Ejercicio 1 —
Responde estas preguntas sobre el fragmento de Rodríguez:
(a) ¿Qué novela está leyendo Rodríguez y quién la escribió?
(b) ¿Cuántas galaxias revisó la primera exploración?
(c) ¿Qué frase dijo el físico Enrico Fermi?
Ejercicio 2 — Continúa el fragmento de Rodríguez a partir de su última oración.

Fragmento elegido —
DOS Así que sí, otra canción: Rodríguez Rigby. Y bajo esa iluminación azuleja y como de sala de interrogatorio sigue leyendo acerca de que la cada vez más desocupada NASA “planea darle una luna a la Luna”. A Rodríguez esto le da miedo. Mejor no, ¿no? Rodríguez se pregunta si esa pequeña neoluna tendrá forma de Apple; y se acuerda de que está leyendo Seveneves, la nueva y muy voluminosa novela de Neal Stephenson. Seveneves empieza con la autodestrucción de la Luna y el fin de nuestro planeta y el lanzamiento de los sobrevivientes hacia el infinito y más allá, en la noche oscura del alma del espacio donde siempre son los 3000 años luz de la mañana, porque ahí siempre es de noche y nunca hay un Hans Solo que diga “Chewie, we’re home”.

TRES Y, por el momento, poco y nada que encontrar, ninguna cercanía del tercer tipo. Estamos solos y ésa es la única verdad que hay ahí afuera. El físico Enrico Fermi dijo eso de “¿Dónde está todo el mundo?” (queriendo decir “¿Dónde está todo el universo?”) y nadie llama desde el equivalente cósmico a Bombay o Buenos Aires. O tal vez no tengan nada para vendernos y mucho menos para comprarnos. Una primera exploración a 100.000 galaxias ha revelado que no hay nada que revelar. O que son muy buenos escondiéndose de nosotros. O que lo nuestro es un milagroso azar que nos empeñamos en sabotear acaso inconscientemente y empujados por nuestra soledad. Si todo lo de afuera es nada, tal vez queramos ser parte de eso, piensa Rodríguez. De ahí, también, el entusiasmo que hemos puesto para que nuestros teléfonos hayan evolucionado tanto en los últimos tiempos: sólo deseamos que nos llamen, aunque digamos estar cansados de tanta llamada. Sólo necesitamos que sepan que estamos para poder decir que no estamos, que salimos.

CUATRO Y falta menos para que el autonómico Rodríguez salga a votar. Falta vida inteligente y alunizada y sobran los lunáticos alucinados en el estadismo español. Todos tontos. Y todo indica que ninguno –enfrentado al hecho de que se va acabando el minué de la alternancia sin complicaciones– tiene en sus programas la app que los ayude a pactar. O –en dos palabras– a hacer política. A ya no jugar solo y no prestar los juguetes.

Registros mostrados —
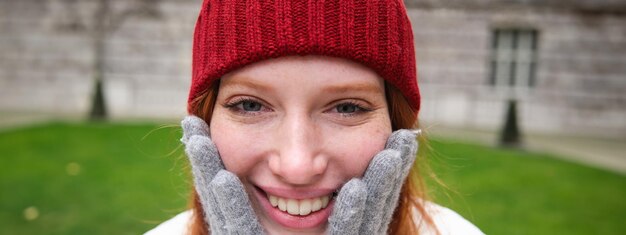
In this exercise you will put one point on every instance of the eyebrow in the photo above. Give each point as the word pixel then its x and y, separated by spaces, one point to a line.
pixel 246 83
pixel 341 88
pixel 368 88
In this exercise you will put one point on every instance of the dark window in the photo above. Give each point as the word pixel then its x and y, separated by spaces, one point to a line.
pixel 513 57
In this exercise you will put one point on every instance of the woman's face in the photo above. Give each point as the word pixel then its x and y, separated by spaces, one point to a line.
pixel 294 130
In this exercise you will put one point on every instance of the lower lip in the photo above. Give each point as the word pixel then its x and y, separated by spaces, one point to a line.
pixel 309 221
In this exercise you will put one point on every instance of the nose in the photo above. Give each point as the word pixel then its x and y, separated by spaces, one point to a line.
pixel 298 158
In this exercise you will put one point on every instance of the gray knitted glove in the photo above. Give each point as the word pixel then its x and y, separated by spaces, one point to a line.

--

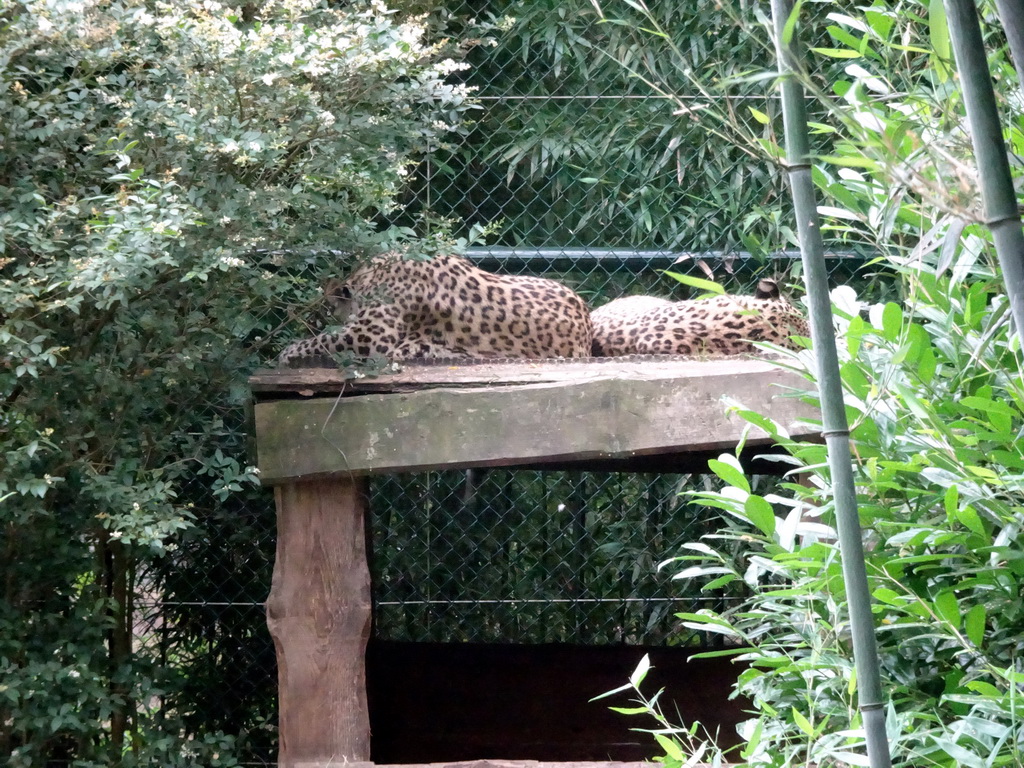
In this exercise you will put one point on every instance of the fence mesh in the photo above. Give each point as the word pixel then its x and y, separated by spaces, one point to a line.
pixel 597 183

Respuesta 1 —
(a) Seveneves, de Neal Stephenson.
(b) 100.000 galaxias.
(c) "¿Dónde está todo el mundo?"

Respuesta 2 —
En los últimos días –mientras su buzón se llenaba del desperdicio de dinero que es la propaganda electoral/boletas– todo candidato que para Rodríguez tenía algo de gracia o sentido común implosionó lunarmente y por las suyas a lo largo de una corta pero desesperada campaña plagada de friki-propuestas (ah, también entró en campaña la argentina y mediática “monja cojonera”, devenida independentista y denunciando conspiraciones íbero-vaticanas en su contra) y postales del más puro kitsch político. Allí, intentar ganarse a tanto indeciso ante tanto dudoso: sudando en bicicleta, folklorizando por San Isidro, aullando slogans en mitines sin darse cuenta que ya no hace falta porque hay amplificación desde hace casi un siglo, visitando mercados y estrechando manos de pescaderos, desafinando rumbitas, cometiendo fallidos como el de decir “saquear” cuando querían decir “sacar” o afirmando emocionados que “gobernar es errar” o delirando un “ya nadie habla del paro”, comprando votos en asilos, peleándose dialécticamente con sus camaradas en plan Pimpinela, besando bebés, haciendo chistecitos con series y películas, insistiendo en perdedores símiles deportivos, paseando sus perritos y mostrando cómo recogen cívicamente sus caquitas (las de los perritos), filtrando mierda ajena y cuentagoteando programa propio, proponiendo que nadie nacido antes del ’78 tenga funciones políticas de responsabilidad, soñando con una “moneda local”, postulando al hip-hop como asignatura escolar para “adaptar la formación a la demanda real de los jóvenes”, o –con cara de malo-malísimo modelo Soy-Tu-Padre– lanzando a los que dudan de su popular partido un ominoso “Volved a casa”.

CINCO Pero Rodríguez ya está en su casa, en su baño, temblando como nepalés muy lejos del nirvana de Lama. Aquí Rodríguez, se supone, es Maestro Espiritual. Es el Rey. Y se acuerda de esa leyenda urbano-campesina en cuanto a que Elvis (quien murió a solas en su tronodoro) se limpiaba el culo con cuellos de ganso, porque no había papel higiénico lo suficientemente suave para su trasero. Rodríguez se pregunta cuán suaves serán las boletas electorales y si no será éste un buen modo de sacarles algún higiénico provecho. Pero ya divaga... Porque tiene ensueños tan extraños. Sueña, agitado, con un gobierno adjudicado por concesión a Dinamarca, donde es imposible que huela más a podrido que aquí; y, después, entran chispeantes y vitales marines y lo acribillan en su baño mientras Don Draper invita (fábricas cerrando, cada vez hay menos botellas made in Spain) una vuelta de Coca-Cola para todos. Terreno raro. Normal, en un rato Rodríguez –mejor mantenerse despierto– va a salir a votar. A solas. Y por primera vez va a votar en blanco, el color del insomnio. Y ya lo sabe: no será un voto útil. Ni va a contar. Pero al menos él no se va a sentir mal –no cuenten más con él– votando a un inútil sin gracia. Será, sí, un decidido indeciso. Y después –embotado– Rodríguez va a volver a casa y va a bajar las persianas y va a acostarse a dormir una solista siesta de varios años luz.

En la tarde oscura del alma siempre son las tres de la noche.